Why not read what we write and see for yourself? From time to time we have written about the 7 churches in Asia. We have recognized that there was a church in the wilderness (Acts 7:38). We have taken note of the fact that the Lord was going to build His church on a rock (Matt 16:18). And besides these were the churches at Rome, Corinth, and many other places to which Paul addressed letters. But it is noteworthy that after Acts 28:28 the word church is never in the plural and it is The Church, not A church. And every church is a body. So today there is one body (Eph 4:4), One Church.

34. According to 1Cor 16:1 should there be a collection taken up in the meeting each Sunday?

There is one collection only in this passage. It is for the saints at Jerusalem. These saints were believing Jews. This one collection was to be taken up on the first of the weeks. The word day is not in the Greek. This is the first week after the Passover. Paul would then take up this collection and carry it with him to Jerusalem.

35. What is this resurrection in Php 3:11?

The out resurrection from among the dead is the prize of the high calling and is for those who have remained faithful and suffered like unto the suffering of Jesus Christ. Paul is saying he is not sure if he will attain to it so as to show it is a prize for believers that suffer and remain faithful to the end and to contrast it with other hopes and resurrections taught by the apostle. In Hebrews 11 he does speak of some who attained to a better resurrection. But they were of a different administration. It is not the resurrection that is the result of believing and obtaining everlasting life. For that is by faith, and not by attainment. By 2 Timothy Paul is confident of attaining the prize and also knows his life shall soon end by the hands of his captors.

36. I have heard, life defined as union with Christ and death as separation from Christ. Does this fit the Scriptures?

Try it for yourself. Read Romans 6:1-10 and use these definitions for life and death. Does this fit?

37. I notice that in the records of the baptism of our Lord in Jordan, that it says that He came up out of the water. Does this mean that He was immersed in the water?

Not necessarily. A river flows, as a usual thing in a bed, for water seeks the lowest level possible. So to get into the river it was necessary to go down into the water and to get out, meant going up out of the water.

38. Who are the other sheep of John 10:16?

The word other is allos which means others of the same kind. Since Israel are the sheep and these are of the same kind, they cannot be Gentiles. That fold ceased to exist at Acts 28:28. There is no fold now. But God will deal with Israel again some day and then there will be another fold and other sheep, not the same ones of this fold in John 10. The present era is between the folds. For, other references to these sheep, see Matt 22:9,10 and 24:31. Are not these all the same?

→ **Recorded data**
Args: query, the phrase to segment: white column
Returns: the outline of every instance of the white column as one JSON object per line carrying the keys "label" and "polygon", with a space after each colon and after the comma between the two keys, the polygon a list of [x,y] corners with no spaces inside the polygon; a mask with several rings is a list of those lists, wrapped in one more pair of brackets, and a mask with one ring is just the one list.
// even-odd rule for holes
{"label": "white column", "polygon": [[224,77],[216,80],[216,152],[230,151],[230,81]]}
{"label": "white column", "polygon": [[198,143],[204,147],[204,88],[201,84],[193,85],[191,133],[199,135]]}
--
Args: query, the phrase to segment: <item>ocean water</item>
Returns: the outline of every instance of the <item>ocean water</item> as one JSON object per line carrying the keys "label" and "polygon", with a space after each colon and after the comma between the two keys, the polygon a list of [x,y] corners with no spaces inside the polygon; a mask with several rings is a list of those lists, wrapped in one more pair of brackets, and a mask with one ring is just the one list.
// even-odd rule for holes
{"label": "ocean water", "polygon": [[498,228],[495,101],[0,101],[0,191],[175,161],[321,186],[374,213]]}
...
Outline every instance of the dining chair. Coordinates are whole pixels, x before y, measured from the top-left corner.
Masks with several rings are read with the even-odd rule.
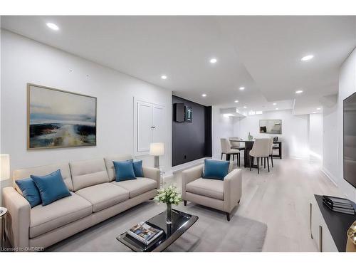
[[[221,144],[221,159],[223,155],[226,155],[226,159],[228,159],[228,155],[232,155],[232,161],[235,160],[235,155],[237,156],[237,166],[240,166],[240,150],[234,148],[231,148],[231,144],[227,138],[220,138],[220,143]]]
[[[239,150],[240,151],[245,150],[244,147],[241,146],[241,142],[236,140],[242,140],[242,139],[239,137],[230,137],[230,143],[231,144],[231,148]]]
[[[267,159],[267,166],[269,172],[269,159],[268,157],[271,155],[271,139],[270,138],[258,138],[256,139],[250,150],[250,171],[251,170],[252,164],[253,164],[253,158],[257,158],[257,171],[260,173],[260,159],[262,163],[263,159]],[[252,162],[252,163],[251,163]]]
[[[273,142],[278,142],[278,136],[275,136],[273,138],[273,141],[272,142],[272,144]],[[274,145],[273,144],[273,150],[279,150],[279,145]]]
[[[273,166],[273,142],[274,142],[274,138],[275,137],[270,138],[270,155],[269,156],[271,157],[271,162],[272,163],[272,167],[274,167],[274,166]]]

→ **Complete the following**
**a.** Translate this sentence from the Bible questions text into Spanish: "There is one collection only in this passage."
**b.** Retype the Bible questions text from "Why not read" to "meeting each Sunday?".

→ **Expected results**
**a.** Solo hay una colecta en este pasaje.

**b.**
Why not read what we write and see for yourself? From time to time we have written about the 7 churches in Asia. We have recognized that there was a church in the wilderness (Acts 7:38). We have taken note of the fact that the Lord was going to build His church on a rock (Matt 16:18). And besides these were the churches at Rome, Corinth, and many other places to which Paul addressed letters. But it is noteworthy that after Acts 28:28 the word church is never in the plural and it is The Church, not A church. And every church is a body. So today there is one body (Eph 4:4), One Church.

34. According to 1Cor 16:1 should there be a collection taken up in the meeting each Sunday?